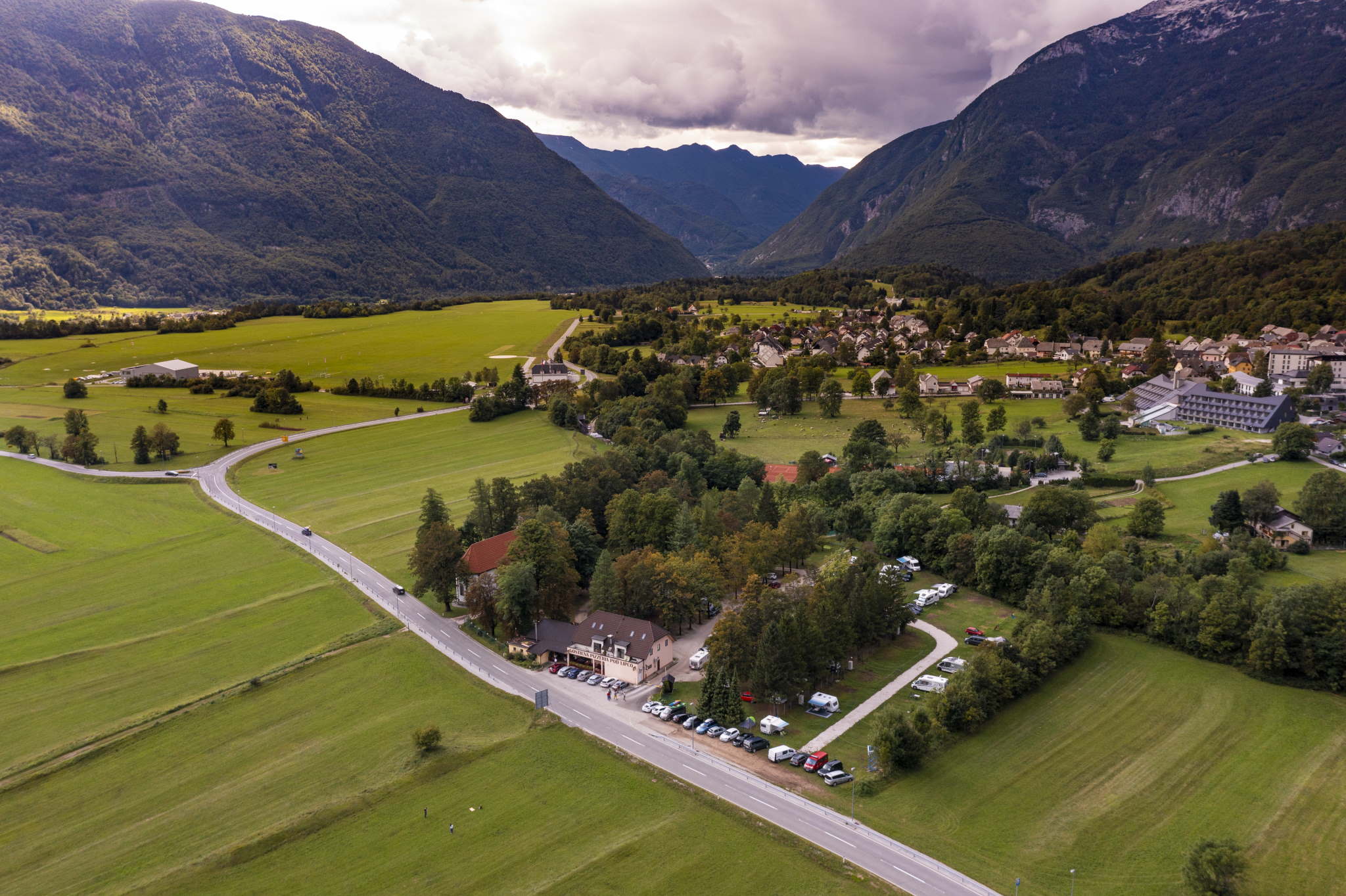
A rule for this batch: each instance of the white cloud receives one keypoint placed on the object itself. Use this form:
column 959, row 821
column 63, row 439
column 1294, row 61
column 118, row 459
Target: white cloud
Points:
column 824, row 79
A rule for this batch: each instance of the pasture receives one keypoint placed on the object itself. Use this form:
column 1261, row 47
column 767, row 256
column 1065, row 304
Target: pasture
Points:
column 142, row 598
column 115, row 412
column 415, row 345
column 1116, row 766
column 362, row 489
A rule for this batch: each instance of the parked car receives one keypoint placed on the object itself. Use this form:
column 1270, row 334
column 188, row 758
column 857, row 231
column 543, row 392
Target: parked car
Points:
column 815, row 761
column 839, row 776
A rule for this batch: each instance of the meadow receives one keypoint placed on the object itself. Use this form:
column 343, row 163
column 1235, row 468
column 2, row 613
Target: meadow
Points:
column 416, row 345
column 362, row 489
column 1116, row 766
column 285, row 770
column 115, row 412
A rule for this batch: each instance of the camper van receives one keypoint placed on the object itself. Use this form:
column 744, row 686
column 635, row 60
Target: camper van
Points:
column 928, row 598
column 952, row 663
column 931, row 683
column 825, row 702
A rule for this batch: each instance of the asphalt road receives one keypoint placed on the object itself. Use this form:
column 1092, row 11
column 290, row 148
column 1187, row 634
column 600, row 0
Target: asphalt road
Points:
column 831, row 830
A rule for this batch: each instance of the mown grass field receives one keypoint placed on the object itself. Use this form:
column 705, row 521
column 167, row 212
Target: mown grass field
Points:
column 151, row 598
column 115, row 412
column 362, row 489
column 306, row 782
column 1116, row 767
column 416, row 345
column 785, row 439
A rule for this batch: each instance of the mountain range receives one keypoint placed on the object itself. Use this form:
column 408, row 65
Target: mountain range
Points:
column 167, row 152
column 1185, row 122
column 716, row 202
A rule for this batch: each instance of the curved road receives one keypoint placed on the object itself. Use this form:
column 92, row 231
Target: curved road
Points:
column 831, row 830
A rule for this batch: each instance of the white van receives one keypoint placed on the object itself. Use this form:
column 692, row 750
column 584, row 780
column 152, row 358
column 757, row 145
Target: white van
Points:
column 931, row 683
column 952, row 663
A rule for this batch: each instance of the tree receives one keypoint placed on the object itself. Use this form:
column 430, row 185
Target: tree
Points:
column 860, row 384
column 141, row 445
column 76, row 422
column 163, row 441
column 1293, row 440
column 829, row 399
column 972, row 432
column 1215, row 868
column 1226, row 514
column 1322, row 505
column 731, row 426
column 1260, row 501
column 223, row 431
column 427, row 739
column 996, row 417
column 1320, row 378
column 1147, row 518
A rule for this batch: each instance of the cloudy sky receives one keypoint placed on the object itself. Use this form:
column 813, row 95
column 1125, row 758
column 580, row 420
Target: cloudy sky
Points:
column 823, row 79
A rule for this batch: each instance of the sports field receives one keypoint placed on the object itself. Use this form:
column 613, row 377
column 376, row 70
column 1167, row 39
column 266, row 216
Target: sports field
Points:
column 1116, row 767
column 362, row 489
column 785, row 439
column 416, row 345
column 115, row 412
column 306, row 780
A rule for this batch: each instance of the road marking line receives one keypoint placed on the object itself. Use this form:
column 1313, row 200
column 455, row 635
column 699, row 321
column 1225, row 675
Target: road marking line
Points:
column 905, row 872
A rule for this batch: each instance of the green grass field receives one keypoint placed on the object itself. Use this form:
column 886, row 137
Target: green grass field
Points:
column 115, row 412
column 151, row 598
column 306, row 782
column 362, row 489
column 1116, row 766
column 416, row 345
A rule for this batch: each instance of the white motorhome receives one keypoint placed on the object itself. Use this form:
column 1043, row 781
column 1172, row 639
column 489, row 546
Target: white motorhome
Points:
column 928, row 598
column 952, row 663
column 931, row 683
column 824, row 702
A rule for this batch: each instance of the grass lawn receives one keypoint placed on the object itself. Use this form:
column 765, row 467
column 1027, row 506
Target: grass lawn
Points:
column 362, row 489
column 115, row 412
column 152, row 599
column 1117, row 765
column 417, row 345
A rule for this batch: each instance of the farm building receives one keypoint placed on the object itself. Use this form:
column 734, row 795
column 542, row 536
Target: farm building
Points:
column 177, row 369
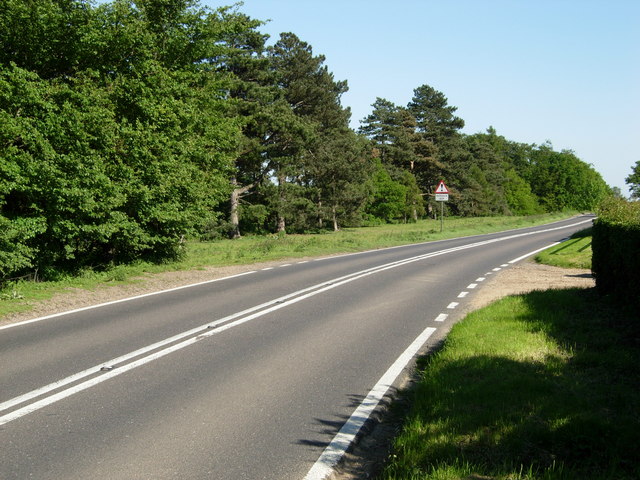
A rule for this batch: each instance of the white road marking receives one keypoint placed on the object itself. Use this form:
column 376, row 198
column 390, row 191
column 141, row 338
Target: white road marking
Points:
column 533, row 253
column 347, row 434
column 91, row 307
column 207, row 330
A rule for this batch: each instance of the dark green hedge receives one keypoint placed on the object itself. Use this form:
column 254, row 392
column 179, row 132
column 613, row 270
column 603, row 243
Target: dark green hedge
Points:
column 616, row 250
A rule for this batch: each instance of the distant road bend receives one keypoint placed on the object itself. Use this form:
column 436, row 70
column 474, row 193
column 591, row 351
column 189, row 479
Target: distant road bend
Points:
···
● **ACTIVITY**
Reproduce the whole listing above character for character; pictures do not belong in it.

● **REPLY**
A rule for this batch: each instance of the white cloud receives one keypoint placed on the object itself. Use this form:
column 959, row 821
column 63, row 439
column 1294, row 61
column 118, row 459
Target: white cloud
Points:
column 824, row 79
A rule for this batch: each instance of the pasture receives one keypoint placed on the object itself. Use this form:
column 1261, row 47
column 767, row 256
column 1065, row 304
Target: pasture
Points:
column 142, row 598
column 115, row 412
column 415, row 345
column 1116, row 766
column 362, row 489
A rule for this batch: each instance of the parked car receives one keypoint placed on the object itself. Use this form:
column 1270, row 334
column 188, row 758
column 857, row 231
column 543, row 392
Target: parked car
Points:
column 815, row 761
column 839, row 776
A rule for this batch: each instance of the meadow receives one keypoint placed on the object itself. Use this form:
column 343, row 163
column 1235, row 468
column 2, row 613
Target: meadow
Points:
column 416, row 345
column 362, row 489
column 1116, row 766
column 285, row 770
column 115, row 412
A rule for this batch: each instance of the camper van receives one keypoint placed on the object itself. Use this form:
column 744, row 686
column 635, row 60
Target: camper van
Points:
column 928, row 598
column 952, row 663
column 931, row 683
column 825, row 702
A rule for this batch: each instance of the asphalt road receives one keypoint placed on the object itself. Use this form:
column 1092, row 11
column 290, row 148
column 1187, row 634
column 600, row 0
Target: asphalt road
Points:
column 831, row 830
A rule for this batch: each instance of the mown grass field receives one keypoint placed on the object itself. Use this form:
column 705, row 521
column 167, row 212
Target: mown grass field
Points:
column 151, row 598
column 115, row 412
column 362, row 489
column 306, row 782
column 1116, row 767
column 416, row 345
column 785, row 439
A rule for this batch: each instance of the mountain range receives one keypoint placed on the object itself. Use this form:
column 408, row 65
Target: mountain range
Points:
column 167, row 152
column 1185, row 122
column 716, row 202
A rule for this batch: each instance of the curved road receives one keypoint placed on the object itself. Use this form:
column 92, row 231
Target: curved road
Points:
column 831, row 830
A rule for this batch: each instance of the white van receives one keypoint placed on the object itself. Use this form:
column 692, row 750
column 584, row 780
column 152, row 358
column 757, row 145
Target: white van
Points:
column 931, row 683
column 952, row 663
A rule for this batch: each instance of the tree receives one keypoint placed on the object itself. Use this form:
column 430, row 185
Target: tree
Points:
column 860, row 384
column 141, row 445
column 76, row 422
column 163, row 441
column 1293, row 440
column 829, row 399
column 972, row 432
column 1215, row 868
column 1226, row 514
column 1322, row 505
column 731, row 426
column 1260, row 501
column 223, row 431
column 427, row 739
column 996, row 417
column 1320, row 378
column 1147, row 518
A rule for this batch: each instance of the cloudy sky receives one keypoint placed on the object itself. Use this form:
column 813, row 95
column 1125, row 758
column 580, row 420
Target: cloudy sky
Points:
column 823, row 79
A rule for this batch: each instance of the sports field receives one keypoint placed on the object itself. Use this form:
column 613, row 377
column 376, row 70
column 1167, row 39
column 266, row 216
Target: sports field
Points:
column 1116, row 767
column 362, row 489
column 785, row 439
column 416, row 345
column 115, row 412
column 306, row 780
A rule for this batch: each instance of the road marking line receives one keypoint placed on the object itself. Use this form:
column 1313, row 200
column 455, row 635
column 699, row 321
column 1225, row 675
Target: road marking line
Points:
column 905, row 872
A rule for this batch: each instance of the green grass field receives one keypoint placed on the object itself. Use this form:
column 886, row 137
Target: green grass field
Points:
column 115, row 412
column 151, row 598
column 306, row 782
column 362, row 489
column 1116, row 766
column 416, row 345
A rule for this batch: each instance of the white motorhome receives one keypoint placed on the object itself. Use this form:
column 1043, row 781
column 1172, row 639
column 489, row 546
Target: white motorhome
Points:
column 928, row 598
column 952, row 663
column 931, row 683
column 824, row 702
A rule for this batch: each instance of the grass lawn receives one keypoint placed on the object itself. Use this form:
column 765, row 467
column 1027, row 506
Target: grass lawn
Points:
column 362, row 489
column 115, row 412
column 152, row 599
column 1117, row 765
column 417, row 345
A rule for this batch: each instance of the farm building receives one keypoint placed on the object itself. Use this form:
column 734, row 795
column 542, row 536
Target: farm building
Points:
column 177, row 369
A rule for this batch: each instance of the white road marking receives one keypoint placed on the object itself. Use this form:
column 376, row 198
column 390, row 191
column 141, row 338
Target: white road marking
Points:
column 533, row 253
column 347, row 434
column 91, row 307
column 207, row 330
A rule for this batch: each instance of the dark green hedge receives one keypoint placed on the object itself. Use this form:
column 254, row 392
column 179, row 132
column 613, row 270
column 603, row 243
Target: dark green hedge
Points:
column 616, row 250
A rule for this batch: each instance of the distant road bend receives one keypoint placed on the object itself. Use this form:
column 436, row 70
column 474, row 193
column 591, row 351
column 189, row 479
Target: distant road bend
Points:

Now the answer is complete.